** TASK TO CARRY OUT **
Rewrite all of the records below as a JSON array of strings, with one string per line and blank lines omitted.

begin RECORD EXTRACTS

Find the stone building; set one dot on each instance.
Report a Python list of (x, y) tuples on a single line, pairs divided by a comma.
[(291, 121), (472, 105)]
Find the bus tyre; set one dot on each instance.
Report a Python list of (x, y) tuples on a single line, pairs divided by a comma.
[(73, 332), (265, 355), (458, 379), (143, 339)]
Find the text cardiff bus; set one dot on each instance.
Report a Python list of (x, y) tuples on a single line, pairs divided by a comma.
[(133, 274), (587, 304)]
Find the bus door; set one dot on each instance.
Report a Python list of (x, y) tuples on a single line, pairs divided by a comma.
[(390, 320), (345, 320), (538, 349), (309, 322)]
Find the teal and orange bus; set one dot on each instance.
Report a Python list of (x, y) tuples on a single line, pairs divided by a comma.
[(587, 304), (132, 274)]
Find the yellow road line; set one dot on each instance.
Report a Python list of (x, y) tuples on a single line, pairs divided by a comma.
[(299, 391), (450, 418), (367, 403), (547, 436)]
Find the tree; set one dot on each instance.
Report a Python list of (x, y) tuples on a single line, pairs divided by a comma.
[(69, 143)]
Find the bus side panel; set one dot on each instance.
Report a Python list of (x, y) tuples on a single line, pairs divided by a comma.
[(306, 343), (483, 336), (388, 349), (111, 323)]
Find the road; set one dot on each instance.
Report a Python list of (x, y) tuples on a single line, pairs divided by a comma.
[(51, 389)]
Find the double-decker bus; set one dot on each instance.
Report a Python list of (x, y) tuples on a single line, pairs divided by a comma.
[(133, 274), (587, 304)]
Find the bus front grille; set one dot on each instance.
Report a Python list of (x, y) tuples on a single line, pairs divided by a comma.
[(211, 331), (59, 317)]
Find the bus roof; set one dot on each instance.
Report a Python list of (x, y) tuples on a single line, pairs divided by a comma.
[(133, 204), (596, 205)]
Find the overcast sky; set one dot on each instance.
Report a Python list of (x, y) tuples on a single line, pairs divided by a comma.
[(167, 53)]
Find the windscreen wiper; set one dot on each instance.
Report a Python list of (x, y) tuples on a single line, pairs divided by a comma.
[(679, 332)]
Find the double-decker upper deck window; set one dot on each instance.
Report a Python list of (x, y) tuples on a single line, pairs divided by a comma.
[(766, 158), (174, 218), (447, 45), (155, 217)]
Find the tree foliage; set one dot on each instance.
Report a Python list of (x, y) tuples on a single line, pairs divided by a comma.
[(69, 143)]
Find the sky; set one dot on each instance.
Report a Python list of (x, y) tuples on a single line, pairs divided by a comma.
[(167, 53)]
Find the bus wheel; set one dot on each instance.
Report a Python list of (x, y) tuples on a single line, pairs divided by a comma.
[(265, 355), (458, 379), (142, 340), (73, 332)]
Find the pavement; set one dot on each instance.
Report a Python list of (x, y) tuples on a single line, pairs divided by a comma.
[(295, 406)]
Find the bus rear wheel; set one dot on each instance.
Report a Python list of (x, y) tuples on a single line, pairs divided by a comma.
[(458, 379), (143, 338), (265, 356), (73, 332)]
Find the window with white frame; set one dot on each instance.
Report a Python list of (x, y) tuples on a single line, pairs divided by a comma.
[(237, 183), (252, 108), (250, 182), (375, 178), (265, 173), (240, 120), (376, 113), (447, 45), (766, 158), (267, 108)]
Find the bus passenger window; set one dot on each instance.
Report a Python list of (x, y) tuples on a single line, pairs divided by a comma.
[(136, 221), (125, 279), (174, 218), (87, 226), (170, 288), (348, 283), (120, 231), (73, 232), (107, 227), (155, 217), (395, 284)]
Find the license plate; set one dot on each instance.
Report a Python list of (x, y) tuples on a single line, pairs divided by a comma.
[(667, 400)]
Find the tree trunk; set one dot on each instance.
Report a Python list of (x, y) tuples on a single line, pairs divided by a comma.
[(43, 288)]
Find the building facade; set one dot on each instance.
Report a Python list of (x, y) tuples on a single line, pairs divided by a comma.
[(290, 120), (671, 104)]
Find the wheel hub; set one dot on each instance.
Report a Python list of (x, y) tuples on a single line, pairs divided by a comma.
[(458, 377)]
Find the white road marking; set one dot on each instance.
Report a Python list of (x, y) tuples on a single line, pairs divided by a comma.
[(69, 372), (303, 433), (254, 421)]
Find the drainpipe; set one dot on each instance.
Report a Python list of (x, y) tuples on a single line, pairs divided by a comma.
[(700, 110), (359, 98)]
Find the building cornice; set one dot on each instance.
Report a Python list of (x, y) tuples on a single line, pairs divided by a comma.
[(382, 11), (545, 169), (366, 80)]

end RECORD EXTRACTS

** SOLVED EXERCISE **
[
  "Find the stone building; set one dot on each instance.",
  "Report a Python list of (x, y) tuples on a single line, pairs divided by a comma.",
  "[(291, 121), (472, 105)]",
  "Find the bus tyre; set one dot on each instance.",
  "Report a Python list of (x, y) tuples on a single line, pairs divided by a comma.",
  "[(73, 332), (265, 355), (458, 379), (143, 339)]",
  "Find the text cardiff bus; set one dot on each instance.",
  "Report a Python list of (x, y) tuples on a single line, pairs divided by a comma.",
  "[(133, 274), (587, 304)]",
  "Find the bus door; set one dot on each instance.",
  "Report a Python list of (x, y) tuples on a single line, pairs divided by a comma.",
  "[(390, 320), (345, 320), (538, 349), (309, 322)]",
  "Find the teal and orange bus; set one dot on each instance.",
  "Report a Python list of (x, y) tuples on a single line, pairs divided by a comma.",
  "[(587, 304), (132, 274)]",
  "Find the yellow road line; set one dot on each instance.",
  "Report a Python list of (x, y) tuples on a single line, pairs divided by a comma.",
  "[(299, 391), (450, 418), (367, 403), (547, 436)]",
  "Find the tree; set one dot on each instance.",
  "Report a Python list of (x, y) tuples on a single line, pairs divided by a comma.",
  "[(69, 143)]",
  "Find the bus side panel; set one dot on each instance.",
  "Report a Python list of (x, y) tuples on a single line, pairs divided by a comma.",
  "[(306, 343), (483, 336), (388, 349), (111, 323)]",
  "Find the road; set one dot on each instance.",
  "Report a Python list of (x, y) tuples on a single line, pairs divided by a comma.",
  "[(51, 389)]",
  "Find the double-decker bus; set one dot on each instance.",
  "Report a Python list of (x, y) tuples on a single line, pairs divided by a comma.",
  "[(133, 274), (587, 304)]",
  "Find the bus front grille; set one dot on each instance.",
  "Report a Python list of (x, y) tuples on a single line, pairs divided by a comma.",
  "[(211, 331), (59, 317)]",
  "Find the bus roof; set one dot on each instance.",
  "Report a Python list of (x, y) tuples on a single line, pairs divided by a comma.",
  "[(133, 204), (596, 205)]",
  "Find the overcast sky; set one dot on each instance.",
  "Report a Python list of (x, y) tuples on a single line, pairs divided by a comma.",
  "[(167, 53)]",
  "Find the windscreen wiper; set one dot on each instance.",
  "Report a Python list of (x, y) tuples on a single line, pairs divided by a comma.",
  "[(679, 332)]",
  "Find the double-decker upper deck window; set one dot on each instance.",
  "Report a Python list of (x, y) tuples on a single line, pairs divided by a comma.",
  "[(766, 158), (174, 218), (447, 45), (155, 217)]",
  "Find the tree foliage; set one dot on each instance.",
  "Report a Python list of (x, y) tuples on a single line, pairs divided by a comma.",
  "[(69, 143)]",
  "Find the sky; set one dot on each instance.",
  "Report a Python list of (x, y) tuples on a single line, pairs divided by a comma.",
  "[(167, 53)]",
  "Find the bus wheel; set one dot on each instance.",
  "Report a Python list of (x, y) tuples on a single line, pairs divided by a comma.",
  "[(265, 355), (458, 379), (142, 340), (73, 332)]",
  "Find the pavement; set one dot on each instance.",
  "Report a Python list of (x, y) tuples on a single line, pairs divided by a comma.",
  "[(295, 406)]",
  "Find the bus rear wheel; set one dot on each instance.",
  "Report a Python list of (x, y) tuples on a single line, pairs divided by a comma.",
  "[(458, 379), (143, 338), (265, 356), (73, 332)]",
  "Find the window with white frame; set one dot on each instance.",
  "Report a Python list of (x, y) tuples on a single line, pairs divided by a comma.",
  "[(237, 183), (252, 108), (250, 182), (375, 178), (265, 173), (240, 120), (376, 113), (447, 45), (766, 158), (267, 108)]",
  "Find the bus passenger window; set one dot on each instance.",
  "Report a Python list of (x, y) tuples on a single line, pairs divided by a comma.",
  "[(136, 221), (125, 279), (174, 218), (87, 226), (170, 288), (348, 283), (120, 231), (73, 232), (107, 227), (155, 217), (395, 284)]",
  "Find the license plate; set one dot on each instance.",
  "Report a Python list of (x, y) tuples on a single line, pairs divided by a comma.",
  "[(667, 400)]",
  "Find the tree trunk; set one dot on each instance.",
  "Report a Python list of (x, y) tuples on a single line, pairs divided by a comma.",
  "[(43, 288)]",
  "Find the building facade; set one dot on each instance.",
  "Report a Python list of (x, y) tuples on a single line, pairs divided by a comma.",
  "[(290, 120), (671, 104)]",
  "Find the wheel hub; set one dot on each instance.",
  "Report a Python list of (x, y) tuples on a single line, pairs divided by a comma.",
  "[(458, 377)]",
  "Find the white road marking; set one dot on each instance.",
  "Report a Python list of (x, y) tuples on a single line, pairs divided by a comma.",
  "[(69, 372), (303, 433), (254, 421)]",
  "Find the drainpipe; set one dot on each instance.",
  "Report a Python list of (x, y) tuples on a single line, pairs divided by a comma.",
  "[(700, 110), (359, 98)]",
  "Find the building cornice; set one dot on each instance.",
  "Report a Python list of (x, y) tuples on a single line, pairs divided by a comma.",
  "[(382, 11), (545, 169), (366, 80)]"
]